EXERCISE REQUIREMENTS
Print, without any alteration, everything in the entries below from the line containing "of the foreground" down to the line containing "pixel 1069 504", including both of those lines.

MATERIAL FOR THE TASK

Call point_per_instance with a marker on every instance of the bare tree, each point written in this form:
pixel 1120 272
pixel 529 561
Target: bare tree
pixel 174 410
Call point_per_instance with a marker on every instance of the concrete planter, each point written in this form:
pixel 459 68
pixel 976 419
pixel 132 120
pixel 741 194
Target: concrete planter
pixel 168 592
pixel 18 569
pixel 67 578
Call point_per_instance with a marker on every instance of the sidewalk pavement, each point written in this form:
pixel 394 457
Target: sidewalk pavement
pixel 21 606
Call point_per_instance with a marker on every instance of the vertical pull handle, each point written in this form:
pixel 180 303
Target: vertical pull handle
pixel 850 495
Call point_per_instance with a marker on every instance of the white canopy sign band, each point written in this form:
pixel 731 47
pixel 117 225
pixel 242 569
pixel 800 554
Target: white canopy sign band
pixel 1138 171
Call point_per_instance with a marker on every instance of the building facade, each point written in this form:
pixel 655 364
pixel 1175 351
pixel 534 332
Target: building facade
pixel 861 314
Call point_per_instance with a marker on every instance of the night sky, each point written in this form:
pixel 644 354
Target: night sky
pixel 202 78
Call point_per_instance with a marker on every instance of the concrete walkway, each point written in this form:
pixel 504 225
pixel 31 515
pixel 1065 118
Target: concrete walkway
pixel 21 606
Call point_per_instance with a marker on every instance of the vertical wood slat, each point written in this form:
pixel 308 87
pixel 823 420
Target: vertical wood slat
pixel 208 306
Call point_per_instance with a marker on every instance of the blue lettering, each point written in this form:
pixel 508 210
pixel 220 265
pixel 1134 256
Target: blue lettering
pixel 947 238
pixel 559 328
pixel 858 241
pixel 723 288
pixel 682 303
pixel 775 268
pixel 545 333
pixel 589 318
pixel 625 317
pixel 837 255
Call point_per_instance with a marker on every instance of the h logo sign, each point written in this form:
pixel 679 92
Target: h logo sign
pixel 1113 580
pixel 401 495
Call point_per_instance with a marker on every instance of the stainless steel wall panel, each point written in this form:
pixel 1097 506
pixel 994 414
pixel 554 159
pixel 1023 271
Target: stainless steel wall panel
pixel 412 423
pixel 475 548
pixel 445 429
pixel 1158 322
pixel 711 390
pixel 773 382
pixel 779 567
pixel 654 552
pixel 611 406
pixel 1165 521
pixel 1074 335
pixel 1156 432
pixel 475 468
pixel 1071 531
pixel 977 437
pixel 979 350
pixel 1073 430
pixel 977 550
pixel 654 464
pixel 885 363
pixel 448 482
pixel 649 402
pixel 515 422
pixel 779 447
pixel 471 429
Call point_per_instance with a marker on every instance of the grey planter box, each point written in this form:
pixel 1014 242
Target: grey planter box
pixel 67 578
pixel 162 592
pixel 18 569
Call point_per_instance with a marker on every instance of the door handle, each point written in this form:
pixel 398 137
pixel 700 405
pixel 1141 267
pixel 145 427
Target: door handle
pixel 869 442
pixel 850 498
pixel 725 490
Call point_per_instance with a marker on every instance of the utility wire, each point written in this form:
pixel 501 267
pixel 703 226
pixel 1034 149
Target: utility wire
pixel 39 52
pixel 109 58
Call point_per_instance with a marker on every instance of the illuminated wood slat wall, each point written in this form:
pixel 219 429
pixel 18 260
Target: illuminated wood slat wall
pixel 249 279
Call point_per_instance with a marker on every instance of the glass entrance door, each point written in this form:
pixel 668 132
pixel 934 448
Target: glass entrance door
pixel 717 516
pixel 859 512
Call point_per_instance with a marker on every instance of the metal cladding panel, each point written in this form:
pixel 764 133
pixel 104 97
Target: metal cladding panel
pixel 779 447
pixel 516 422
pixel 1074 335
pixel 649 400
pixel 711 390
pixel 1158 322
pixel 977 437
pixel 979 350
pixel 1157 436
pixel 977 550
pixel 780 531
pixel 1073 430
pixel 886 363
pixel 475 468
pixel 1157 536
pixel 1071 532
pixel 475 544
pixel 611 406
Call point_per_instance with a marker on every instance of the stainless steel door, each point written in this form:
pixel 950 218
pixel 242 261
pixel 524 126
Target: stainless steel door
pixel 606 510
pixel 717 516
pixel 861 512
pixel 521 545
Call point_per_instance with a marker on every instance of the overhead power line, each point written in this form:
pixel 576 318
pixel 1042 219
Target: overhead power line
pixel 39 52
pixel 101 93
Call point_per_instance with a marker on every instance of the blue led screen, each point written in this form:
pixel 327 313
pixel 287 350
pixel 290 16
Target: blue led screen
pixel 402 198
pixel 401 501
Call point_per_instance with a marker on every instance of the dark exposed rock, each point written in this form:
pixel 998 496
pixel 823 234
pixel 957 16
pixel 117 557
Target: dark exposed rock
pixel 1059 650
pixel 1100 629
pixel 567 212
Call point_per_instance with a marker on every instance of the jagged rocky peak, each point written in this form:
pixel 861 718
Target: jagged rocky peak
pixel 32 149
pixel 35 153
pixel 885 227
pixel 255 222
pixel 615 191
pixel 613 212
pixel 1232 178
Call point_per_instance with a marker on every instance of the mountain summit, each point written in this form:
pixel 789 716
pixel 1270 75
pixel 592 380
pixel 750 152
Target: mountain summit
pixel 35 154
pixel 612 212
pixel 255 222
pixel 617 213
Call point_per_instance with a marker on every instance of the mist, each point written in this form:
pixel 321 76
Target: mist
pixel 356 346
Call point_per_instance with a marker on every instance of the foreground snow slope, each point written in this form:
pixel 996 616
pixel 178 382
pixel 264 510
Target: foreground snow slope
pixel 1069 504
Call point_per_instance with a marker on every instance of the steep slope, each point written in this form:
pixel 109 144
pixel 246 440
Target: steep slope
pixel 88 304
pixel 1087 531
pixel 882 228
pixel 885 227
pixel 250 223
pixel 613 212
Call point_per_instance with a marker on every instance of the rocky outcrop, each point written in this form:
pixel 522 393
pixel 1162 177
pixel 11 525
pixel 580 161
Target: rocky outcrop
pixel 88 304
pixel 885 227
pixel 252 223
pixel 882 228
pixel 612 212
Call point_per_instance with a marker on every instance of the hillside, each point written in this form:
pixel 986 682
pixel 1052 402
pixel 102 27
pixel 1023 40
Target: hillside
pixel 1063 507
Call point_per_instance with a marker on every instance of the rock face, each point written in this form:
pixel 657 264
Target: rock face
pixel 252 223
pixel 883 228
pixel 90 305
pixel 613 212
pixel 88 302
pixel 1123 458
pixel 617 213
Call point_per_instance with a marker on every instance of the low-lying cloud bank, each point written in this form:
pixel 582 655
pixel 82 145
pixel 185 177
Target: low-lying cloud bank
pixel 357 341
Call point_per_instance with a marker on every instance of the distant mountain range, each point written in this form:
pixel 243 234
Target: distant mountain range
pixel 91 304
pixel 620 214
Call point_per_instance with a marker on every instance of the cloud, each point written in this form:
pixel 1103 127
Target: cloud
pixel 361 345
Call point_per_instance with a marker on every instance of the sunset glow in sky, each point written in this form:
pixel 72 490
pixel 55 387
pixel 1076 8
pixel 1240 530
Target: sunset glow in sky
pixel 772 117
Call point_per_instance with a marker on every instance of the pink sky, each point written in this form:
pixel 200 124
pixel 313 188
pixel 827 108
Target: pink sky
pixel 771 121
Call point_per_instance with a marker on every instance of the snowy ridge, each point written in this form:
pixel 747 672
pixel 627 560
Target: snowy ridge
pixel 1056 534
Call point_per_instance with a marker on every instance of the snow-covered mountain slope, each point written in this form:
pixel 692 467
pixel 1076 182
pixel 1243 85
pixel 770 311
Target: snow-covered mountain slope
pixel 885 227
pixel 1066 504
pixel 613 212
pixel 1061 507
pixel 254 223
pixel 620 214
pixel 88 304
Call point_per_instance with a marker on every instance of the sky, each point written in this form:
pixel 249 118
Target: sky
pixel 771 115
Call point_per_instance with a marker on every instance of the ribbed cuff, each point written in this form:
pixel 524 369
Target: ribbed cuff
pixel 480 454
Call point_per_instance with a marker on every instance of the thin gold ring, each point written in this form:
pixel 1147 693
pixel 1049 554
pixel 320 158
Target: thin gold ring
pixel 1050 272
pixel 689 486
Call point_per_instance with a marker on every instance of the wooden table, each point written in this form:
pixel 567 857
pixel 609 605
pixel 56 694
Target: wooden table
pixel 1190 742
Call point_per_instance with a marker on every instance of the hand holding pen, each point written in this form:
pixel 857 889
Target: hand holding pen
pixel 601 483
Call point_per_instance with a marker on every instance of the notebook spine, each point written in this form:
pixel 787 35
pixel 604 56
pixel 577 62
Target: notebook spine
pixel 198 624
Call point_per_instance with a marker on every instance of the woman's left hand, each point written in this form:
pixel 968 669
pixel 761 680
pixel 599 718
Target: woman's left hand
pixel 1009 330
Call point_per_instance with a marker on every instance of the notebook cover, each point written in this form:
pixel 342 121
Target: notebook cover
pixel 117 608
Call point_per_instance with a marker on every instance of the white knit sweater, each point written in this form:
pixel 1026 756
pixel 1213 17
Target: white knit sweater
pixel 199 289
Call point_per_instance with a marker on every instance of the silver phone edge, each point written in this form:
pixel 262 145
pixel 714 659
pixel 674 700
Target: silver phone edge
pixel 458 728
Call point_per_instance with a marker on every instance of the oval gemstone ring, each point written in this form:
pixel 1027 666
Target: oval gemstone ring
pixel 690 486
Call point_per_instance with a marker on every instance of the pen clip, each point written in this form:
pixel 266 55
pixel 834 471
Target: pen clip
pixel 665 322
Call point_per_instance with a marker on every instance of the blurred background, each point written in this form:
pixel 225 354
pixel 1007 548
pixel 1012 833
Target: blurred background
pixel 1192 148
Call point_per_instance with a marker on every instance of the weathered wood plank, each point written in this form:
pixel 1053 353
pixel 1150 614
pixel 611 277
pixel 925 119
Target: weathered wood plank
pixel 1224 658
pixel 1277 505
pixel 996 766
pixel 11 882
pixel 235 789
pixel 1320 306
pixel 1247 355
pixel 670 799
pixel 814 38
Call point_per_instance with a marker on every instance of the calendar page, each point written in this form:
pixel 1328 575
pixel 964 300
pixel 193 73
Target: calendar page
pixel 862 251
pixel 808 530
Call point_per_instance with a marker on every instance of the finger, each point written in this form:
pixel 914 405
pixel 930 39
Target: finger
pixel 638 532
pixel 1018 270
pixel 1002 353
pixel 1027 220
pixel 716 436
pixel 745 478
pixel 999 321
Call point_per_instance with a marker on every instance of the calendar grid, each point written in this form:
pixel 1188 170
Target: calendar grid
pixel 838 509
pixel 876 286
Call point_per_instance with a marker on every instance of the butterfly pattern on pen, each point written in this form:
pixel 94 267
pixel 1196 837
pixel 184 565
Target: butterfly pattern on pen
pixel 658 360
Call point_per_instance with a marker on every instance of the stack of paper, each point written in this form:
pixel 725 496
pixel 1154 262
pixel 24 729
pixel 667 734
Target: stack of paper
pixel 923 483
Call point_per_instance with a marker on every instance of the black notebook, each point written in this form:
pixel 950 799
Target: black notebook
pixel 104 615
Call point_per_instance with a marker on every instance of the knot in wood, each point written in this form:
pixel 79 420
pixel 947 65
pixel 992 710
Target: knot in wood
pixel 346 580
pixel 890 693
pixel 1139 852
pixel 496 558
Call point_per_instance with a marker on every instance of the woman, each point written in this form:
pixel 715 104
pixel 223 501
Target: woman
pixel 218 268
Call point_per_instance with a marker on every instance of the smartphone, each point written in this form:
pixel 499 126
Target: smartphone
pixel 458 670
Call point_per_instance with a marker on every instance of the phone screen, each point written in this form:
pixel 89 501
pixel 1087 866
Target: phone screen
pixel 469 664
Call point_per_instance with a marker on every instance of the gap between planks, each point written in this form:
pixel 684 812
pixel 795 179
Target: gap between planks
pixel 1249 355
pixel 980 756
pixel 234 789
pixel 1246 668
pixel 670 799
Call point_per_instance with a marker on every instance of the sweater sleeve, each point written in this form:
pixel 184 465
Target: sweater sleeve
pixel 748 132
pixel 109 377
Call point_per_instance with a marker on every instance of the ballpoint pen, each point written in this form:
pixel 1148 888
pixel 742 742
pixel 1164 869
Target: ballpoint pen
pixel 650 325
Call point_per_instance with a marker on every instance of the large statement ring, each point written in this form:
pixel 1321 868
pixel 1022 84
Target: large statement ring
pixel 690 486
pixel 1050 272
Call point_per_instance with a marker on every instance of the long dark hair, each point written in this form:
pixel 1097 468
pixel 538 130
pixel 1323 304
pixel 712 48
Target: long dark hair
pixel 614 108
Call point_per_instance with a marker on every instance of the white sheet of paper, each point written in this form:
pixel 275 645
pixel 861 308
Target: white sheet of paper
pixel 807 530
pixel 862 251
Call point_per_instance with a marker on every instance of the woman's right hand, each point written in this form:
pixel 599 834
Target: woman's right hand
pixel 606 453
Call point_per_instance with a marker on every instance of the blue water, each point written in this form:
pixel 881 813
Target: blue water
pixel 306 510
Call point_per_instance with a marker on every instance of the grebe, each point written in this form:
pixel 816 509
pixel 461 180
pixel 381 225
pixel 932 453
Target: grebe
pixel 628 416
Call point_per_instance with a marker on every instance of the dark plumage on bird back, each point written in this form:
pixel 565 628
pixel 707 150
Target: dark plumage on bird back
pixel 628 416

FULL OUTPUT
Call point_per_instance with a marker on every instance of the foreground snow slope, each point written in this form:
pixel 996 616
pixel 178 382
pixel 264 510
Target: foreground snow slope
pixel 1069 504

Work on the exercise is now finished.